### Text block
Murakami Haruki's popularity extends from his native land, Japan, to the West, especially to the United States, as well as to other (East) Asian countries, such as China, Taiwan, and South Korea. In the United States, English translations of Murakami's works, mostly novels, are often produced amazingly quickly by Jay Rubin, Alfred Birnbaum, and others, and Haruki may be the most translated among contemporary Japanese authors. He is also well known, especially in Japan, as a translator of American authors, including J. D. Salinger, Raymond Carver, and F. Scott Fitzgerald, among many others. In this book, Rebecca Suter, a lecturer in Japanese studies at the University of Sydney, underscores the significance of Haruki as a "literary and cultural mediator" between Japan and the United States.

The book is comprised of five chapters. Chapters 1 and 2 provide a theoretical outline and examination of the reception of Murakami's works in Japan and the United States, and the last three chapters offer textual analyses of Murakami's (mainly) short stories, focusing on linguistic experiments, such as phonetic alphabets for loanwords (katakana), Western (American) elements, such as capitalistic icons and low and high culture, and "other" worlds, such as fantastic worlds.

In the theoretical framework, Suter compares the Western notion of modernism with imperialism and orientalism with universalism, and articulates the Japanese concept of modanizumu (modernism) in the Meiji and Taisho eras and kindaishugi (literally, "ideology of the modern") after World War II. Suter boldly situates Murakami, whose writings are often [End Page 98] labeled un-Japanese and postmodern, closer to Meiji and Taisho modanizumu writers such as Natsume Soseki and Akutagawa Ryunosuke rather than postwar kindaishugi writers such as Oe Kenzaburo, who has repeatedly noted the significance of the writer's responsibility to society, which he or she satisfies through a solid subjectivity rooted in history (this is the task of jun-bungaku, or pure literature), and lamented popular younger writers (like Murakami and Yoshimoto Banana) whose works seem to display no social commitment or responsibility for Japan's past. Suter challenges kindaishugi writers' claims, arguing that Murakami's texts address social commitment not through realism but through the fantastic and "other" worlds, underlining the power of imagination, dreams, and metaphor. Murakami's references to American and European culture in his works—from capitalistic icons (e.g., Johnny Walker) and music (classic, jazz, and pop) to high-brow thinkers (Nietzsche, Proust, Kafka, etc.)—are a deliberate attempt to defamiliarize himself by distancing himself and his work from conventional reality.

### Supplied data
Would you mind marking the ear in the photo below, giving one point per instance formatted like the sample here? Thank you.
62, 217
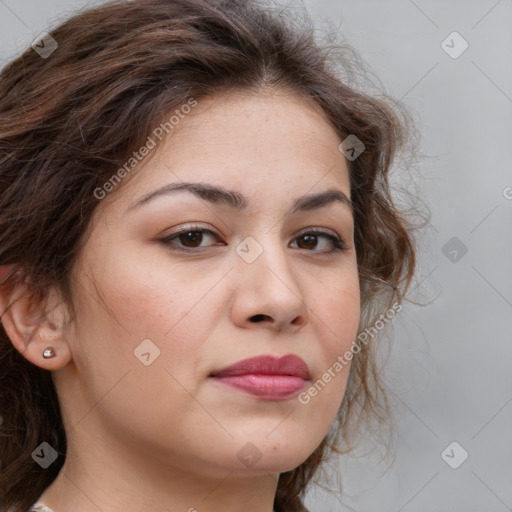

### Problem statement
In the passage on Murakami, copy the part from "The book is" up to and including "as fantastic worlds.", swapping "loanwords" for "borrowed words". The data is irrelevant here.

### Task response
The book is comprised of five chapters. Chapters 1 and 2 provide a theoretical outline and examination of the reception of Murakami's works in Japan and the United States, and the last three chapters offer textual analyses of Murakami's (mainly) short stories, focusing on linguistic experiments, such as phonetic alphabets for borrowed words (katakana), Western (American) elements, such as capitalistic icons and low and high culture, and "other" worlds, such as fantastic worlds.